++++ INPUT

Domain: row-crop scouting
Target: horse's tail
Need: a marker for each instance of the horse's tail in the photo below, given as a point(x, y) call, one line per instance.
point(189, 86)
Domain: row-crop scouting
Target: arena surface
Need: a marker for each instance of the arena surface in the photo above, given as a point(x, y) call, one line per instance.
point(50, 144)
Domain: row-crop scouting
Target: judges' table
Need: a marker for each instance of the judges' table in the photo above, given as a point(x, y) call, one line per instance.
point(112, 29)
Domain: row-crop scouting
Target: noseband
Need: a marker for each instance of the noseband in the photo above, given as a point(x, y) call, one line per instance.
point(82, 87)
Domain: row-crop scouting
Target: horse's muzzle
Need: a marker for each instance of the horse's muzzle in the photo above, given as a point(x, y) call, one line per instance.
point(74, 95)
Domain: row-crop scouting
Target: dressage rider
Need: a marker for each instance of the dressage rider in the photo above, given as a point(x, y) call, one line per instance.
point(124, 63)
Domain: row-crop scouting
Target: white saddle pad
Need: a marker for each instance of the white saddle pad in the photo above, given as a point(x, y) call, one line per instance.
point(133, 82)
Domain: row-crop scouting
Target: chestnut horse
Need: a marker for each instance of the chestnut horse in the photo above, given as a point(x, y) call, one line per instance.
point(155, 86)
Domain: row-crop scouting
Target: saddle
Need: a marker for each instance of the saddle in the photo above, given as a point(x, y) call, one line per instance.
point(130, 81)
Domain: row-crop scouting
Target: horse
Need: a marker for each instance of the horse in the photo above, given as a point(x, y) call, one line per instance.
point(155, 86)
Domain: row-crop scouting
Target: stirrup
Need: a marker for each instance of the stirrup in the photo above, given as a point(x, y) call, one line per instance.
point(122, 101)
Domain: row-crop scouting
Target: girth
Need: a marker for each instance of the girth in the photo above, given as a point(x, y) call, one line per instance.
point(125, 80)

++++++++

▸ **ACTION ITEM**
The records above should be reproduced in full, exactly as they read.

▸ **RESPONSE TO THIS EXERCISE**
Domain: row-crop scouting
Target: horse's tail
Need: a marker for each instance of the horse's tail in the photo below, given as a point(x, y) call, one line per instance.
point(189, 86)
Domain: row-crop scouting
Target: arena surface
Need: a marker for each instance of the arena surface in the photo above, given as a point(x, y) call, one line per instance.
point(50, 144)
Domain: row-crop scouting
Target: judges' table
Need: a marker for each instance of the judges' table in the photo above, given as a point(x, y) call, one line per instance.
point(112, 29)
Domain: row-crop scouting
Target: noseband
Need: a marker for each instance of the noseband in the photo above, given as a point(x, y) call, one line per instance.
point(82, 87)
Domain: row-crop scouting
Target: horse's muzzle
Need: a marker for each instance of the horse's muzzle in the photo above, given as a point(x, y) call, one line per instance.
point(74, 95)
Domain: row-crop scouting
Target: dressage rider
Need: a marker for each instance of the dressage rider in the photo above, given as a point(x, y) call, one line per instance.
point(124, 63)
Domain: row-crop scouting
Target: white saddle pad
Need: a marker for each instance of the white saddle pad in the photo above, given as a point(x, y) call, one line per instance.
point(133, 82)
Domain: row-crop scouting
Target: chestnut horse
Need: a marker for each instance of the chestnut horse in the photo above, given as a point(x, y) call, one line per instance.
point(155, 86)
Domain: row-crop scouting
Target: saddle
Need: a marker for each instance of the saddle in the photo above, given as a point(x, y) call, one line per instance.
point(130, 81)
Domain: row-crop scouting
Target: horse
Need: a marker for each instance of the horse in the photo above, given as a point(x, y) call, one line per instance.
point(155, 86)
Domain: row-crop scouting
Target: stirrup
Need: a marker for each instance of the stirrup in the photo above, given as a point(x, y) call, one line per instance.
point(122, 101)
Domain: row-crop scouting
Target: girth
Need: a marker for each instance of the girth in the photo above, given as a point(x, y) call, one line per instance.
point(125, 80)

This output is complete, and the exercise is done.